• [To be done]: Extract all of the entries and give them again, word for word.

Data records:

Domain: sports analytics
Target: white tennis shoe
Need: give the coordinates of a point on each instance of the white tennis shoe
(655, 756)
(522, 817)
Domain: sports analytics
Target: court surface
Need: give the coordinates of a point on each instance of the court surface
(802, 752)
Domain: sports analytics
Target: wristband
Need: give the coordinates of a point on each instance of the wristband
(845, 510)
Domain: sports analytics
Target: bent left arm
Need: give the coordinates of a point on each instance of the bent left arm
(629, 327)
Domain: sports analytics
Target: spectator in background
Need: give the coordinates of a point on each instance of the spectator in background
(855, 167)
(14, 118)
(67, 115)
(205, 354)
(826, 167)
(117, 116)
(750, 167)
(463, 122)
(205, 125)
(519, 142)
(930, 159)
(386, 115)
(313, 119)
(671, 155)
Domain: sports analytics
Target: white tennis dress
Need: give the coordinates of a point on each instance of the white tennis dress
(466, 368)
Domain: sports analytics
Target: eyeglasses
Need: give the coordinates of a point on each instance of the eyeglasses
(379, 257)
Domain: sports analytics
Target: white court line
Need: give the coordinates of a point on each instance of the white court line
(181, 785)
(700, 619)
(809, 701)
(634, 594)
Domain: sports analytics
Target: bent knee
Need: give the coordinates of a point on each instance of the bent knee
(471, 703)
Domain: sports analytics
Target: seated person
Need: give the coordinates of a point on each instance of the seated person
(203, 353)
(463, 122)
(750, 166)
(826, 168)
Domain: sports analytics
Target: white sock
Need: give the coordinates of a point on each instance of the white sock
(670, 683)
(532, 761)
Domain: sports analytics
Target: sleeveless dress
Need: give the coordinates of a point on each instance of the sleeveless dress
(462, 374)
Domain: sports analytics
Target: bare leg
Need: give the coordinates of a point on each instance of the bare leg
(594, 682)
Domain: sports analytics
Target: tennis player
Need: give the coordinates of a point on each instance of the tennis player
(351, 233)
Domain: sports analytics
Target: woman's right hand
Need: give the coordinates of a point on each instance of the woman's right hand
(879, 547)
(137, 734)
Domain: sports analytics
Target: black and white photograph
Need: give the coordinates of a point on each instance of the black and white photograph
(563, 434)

• [Worked solution]:
Domain: sports analytics
Target: white tennis shoe
Need: give the coordinates of a point on each instance of the white tennis shoe
(655, 756)
(522, 817)
Domain: sports analytics
Target: court surface
Need: give the coordinates of a point on each instance of the court surface
(802, 752)
Domain: sports analytics
Target: wristband
Need: give the coordinates of a point on each instance of the wristband
(845, 510)
Domain: sports analytics
Target: bent left arm
Need: give the coordinates of a point on each instance of the bent left arm
(629, 327)
Domain: sports analytics
Target: spectator in background
Need: give the coordinates of a point on each instance of the spectator in background
(855, 167)
(14, 118)
(67, 115)
(205, 354)
(826, 167)
(117, 116)
(750, 167)
(463, 122)
(205, 125)
(519, 142)
(930, 159)
(386, 115)
(313, 119)
(671, 155)
Domain: sports analytics
Target: white tennis dress
Need: give the coordinates of a point on each instance of the white tennis dress
(466, 368)
Domain: sports analytics
Target: eyeglasses
Need: give the coordinates of a point on each instance of the eyeglasses
(379, 257)
Domain: sports analytics
Target: white court line
Need: give the coordinates of a point on each instance of the white court line
(181, 785)
(700, 619)
(809, 701)
(634, 594)
Domain: sports analytics
Target: bent knee
Need: give the coordinates of a point on each instance of the bent knee
(471, 703)
Domain: sports analytics
Target: seated person
Need: give the coordinates of a point on each instance of the seated person
(203, 353)
(463, 122)
(750, 166)
(826, 168)
Domain: sports analytics
Target: white sock
Need: give the coordinates of a point on each instance of the white sock
(670, 683)
(532, 761)
Domain: sports analytics
Target: sleeveless dress
Need: give the coordinates of a point on each instance of the sleeveless dress
(462, 374)
Domain: sports analytics
Target: bare leg
Need: give the coordinates of a point on each instance of the bare leg
(594, 682)
Domain: sports analytics
Target: tennis player
Need: give the coordinates of a point on each instance of the tennis player
(351, 233)
Domain: sports analytics
Target: woman's right hand
Need: give the coordinates of a point on each instance of the woman's right hand
(879, 547)
(137, 734)
Domain: sports analytics
Target: black and white photograph
Need: give the coordinates of a point on each instance of the black and white photograph
(563, 434)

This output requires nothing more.